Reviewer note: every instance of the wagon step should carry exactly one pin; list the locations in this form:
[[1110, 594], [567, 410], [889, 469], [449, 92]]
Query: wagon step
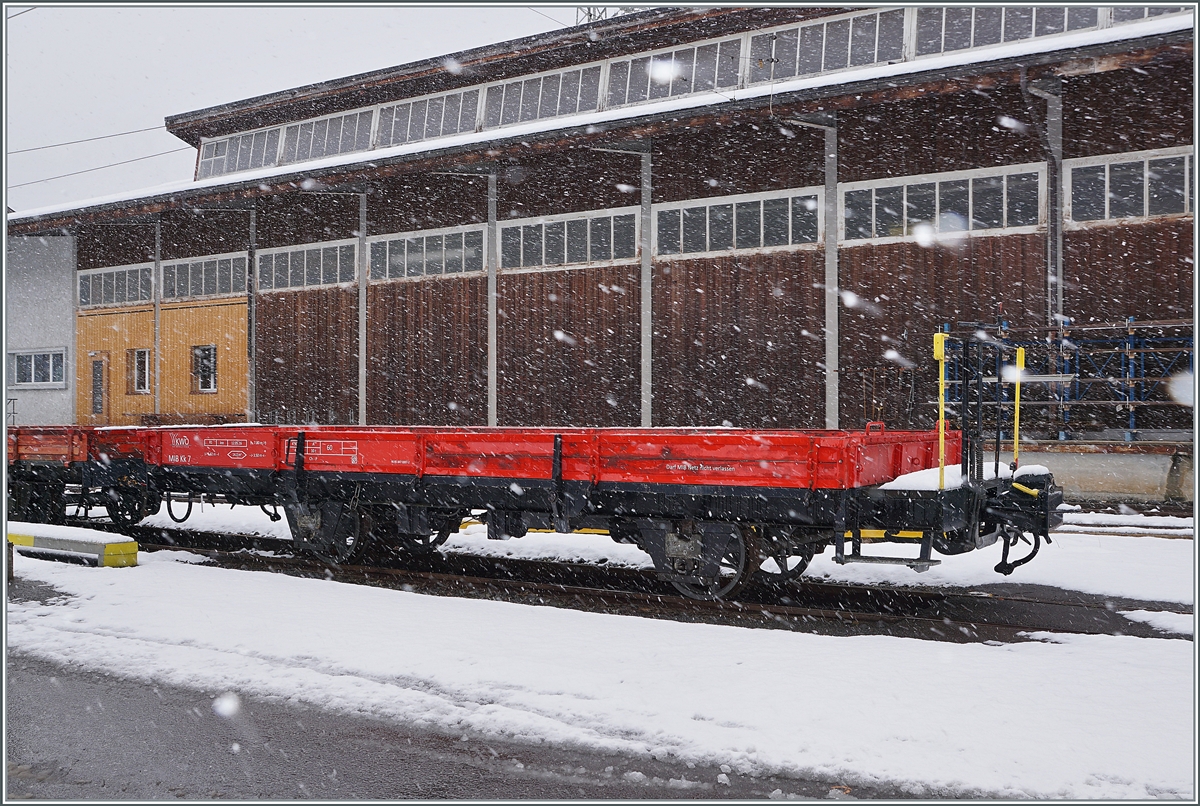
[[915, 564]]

-- -- --

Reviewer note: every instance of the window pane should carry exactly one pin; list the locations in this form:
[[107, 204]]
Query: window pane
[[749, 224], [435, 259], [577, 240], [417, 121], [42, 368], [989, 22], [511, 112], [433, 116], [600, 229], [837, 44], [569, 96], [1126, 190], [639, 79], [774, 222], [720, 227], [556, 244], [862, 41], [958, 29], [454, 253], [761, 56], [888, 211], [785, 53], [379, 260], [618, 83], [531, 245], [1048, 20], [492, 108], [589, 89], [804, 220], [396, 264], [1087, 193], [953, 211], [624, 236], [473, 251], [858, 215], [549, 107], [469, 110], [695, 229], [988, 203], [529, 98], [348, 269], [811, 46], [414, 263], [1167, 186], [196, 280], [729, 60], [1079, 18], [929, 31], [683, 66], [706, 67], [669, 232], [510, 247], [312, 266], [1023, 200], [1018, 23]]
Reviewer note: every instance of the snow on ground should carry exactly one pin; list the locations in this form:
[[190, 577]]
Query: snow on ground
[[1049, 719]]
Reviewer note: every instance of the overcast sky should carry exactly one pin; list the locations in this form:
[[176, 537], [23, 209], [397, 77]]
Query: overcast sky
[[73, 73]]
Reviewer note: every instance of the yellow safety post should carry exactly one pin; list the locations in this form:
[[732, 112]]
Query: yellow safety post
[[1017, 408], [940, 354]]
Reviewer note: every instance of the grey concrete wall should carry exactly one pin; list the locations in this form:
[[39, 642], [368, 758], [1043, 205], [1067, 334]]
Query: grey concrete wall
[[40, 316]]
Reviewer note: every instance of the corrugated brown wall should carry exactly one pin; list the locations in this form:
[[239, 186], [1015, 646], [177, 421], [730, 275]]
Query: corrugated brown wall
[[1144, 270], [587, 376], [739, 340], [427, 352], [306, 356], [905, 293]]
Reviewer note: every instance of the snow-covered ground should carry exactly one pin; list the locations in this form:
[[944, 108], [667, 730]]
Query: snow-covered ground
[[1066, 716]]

-- -- --

Required action = When "every" shows up in a line of the material, report that line.

Solved problem =
Reviewer note: every instance of the wagon step should carry exactly one pin; list the locations in this form:
Reviewer note: every instance of the window pane should carry exactly one pin; list the locations in this form:
Reviewer note: every instance of the snow on ground should carry exactly one pin; list the locations in this form:
Reviewer note: every instance of the overcast sky should carry exactly one pin; list the locations in this form:
Reviewer note: every instance of the yellow safety post should carry exactly one pin; list the locations in this form:
Reviewer note: every instance of the grey concrete wall should carry exactly one pin; list the locations in this form:
Reviewer note: every instance of the corrugated brown wall should carry exactly one pin; list the locations in this form:
Reviewer note: every instance of the snow-covered ground should carry exactly one pin; list the locations in this form:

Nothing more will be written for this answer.